PROBLEM DETAILS. Update the rows below by replacing every occurrence of "planogram checker" with "layout validator", leaving everything else unchanged.

(Raw rows)
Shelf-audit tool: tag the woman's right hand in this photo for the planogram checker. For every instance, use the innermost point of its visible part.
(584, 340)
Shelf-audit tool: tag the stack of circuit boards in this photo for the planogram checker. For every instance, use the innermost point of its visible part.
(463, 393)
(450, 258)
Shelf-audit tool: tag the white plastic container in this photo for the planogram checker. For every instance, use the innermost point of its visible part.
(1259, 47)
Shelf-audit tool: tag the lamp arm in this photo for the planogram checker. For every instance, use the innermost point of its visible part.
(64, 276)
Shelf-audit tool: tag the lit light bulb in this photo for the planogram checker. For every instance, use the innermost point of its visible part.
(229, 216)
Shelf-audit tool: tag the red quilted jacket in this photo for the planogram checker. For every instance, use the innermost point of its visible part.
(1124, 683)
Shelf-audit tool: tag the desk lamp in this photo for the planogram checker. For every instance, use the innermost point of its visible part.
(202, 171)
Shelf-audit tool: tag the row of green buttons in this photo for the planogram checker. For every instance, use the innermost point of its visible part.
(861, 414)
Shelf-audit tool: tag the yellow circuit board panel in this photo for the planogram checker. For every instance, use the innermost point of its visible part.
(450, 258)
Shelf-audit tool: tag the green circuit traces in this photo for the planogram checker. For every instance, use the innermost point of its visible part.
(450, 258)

RESULT OF THE TASK.
Shelf-audit tool: tag the woman's right hand in this photo for the layout validator. For every instance, use the innermost point of its visible part.
(584, 340)
Shelf-audit tool: tag the stack of circuit boards in this photo for the layout validator. For every instance, use the innermost point of its visible part.
(463, 393)
(450, 258)
Shelf-audit tool: tag the white plastic container in this photo for the layout validator. For every instance, use the innermost point of its visible part.
(1259, 47)
Shelf-audit tool: tag the lamp arm in this photo for the layout validator. For every instance, use the innermost point of its visible part.
(64, 276)
Shelf-audit tool: tag the lit light bulb in this photo for the layout validator. For every instance, use the innermost point of its visible part.
(229, 216)
Shelf-audit tool: tag the red quilted jacket in this photo for the layout validator. For every instance, use the innermost point of its visible part.
(1124, 683)
Shelf-audit tool: tag the desk lamp in this photo for the layout validator. For every instance, use the innermost point of its visible part.
(202, 171)
Shelf-audit tool: tag the row of green buttons in this photo for the layout validator. For every instance, use the innermost point of its visible part.
(861, 414)
Shelf-audit tool: tag the yellow circuit board panel in this photo for the layout validator. For every instance, use the innermost point of its visible part.
(450, 258)
Shelf-audit tool: tag the green circuit traces in this photo for the layout validator. For every instance, use the innermost point of its visible part.
(450, 258)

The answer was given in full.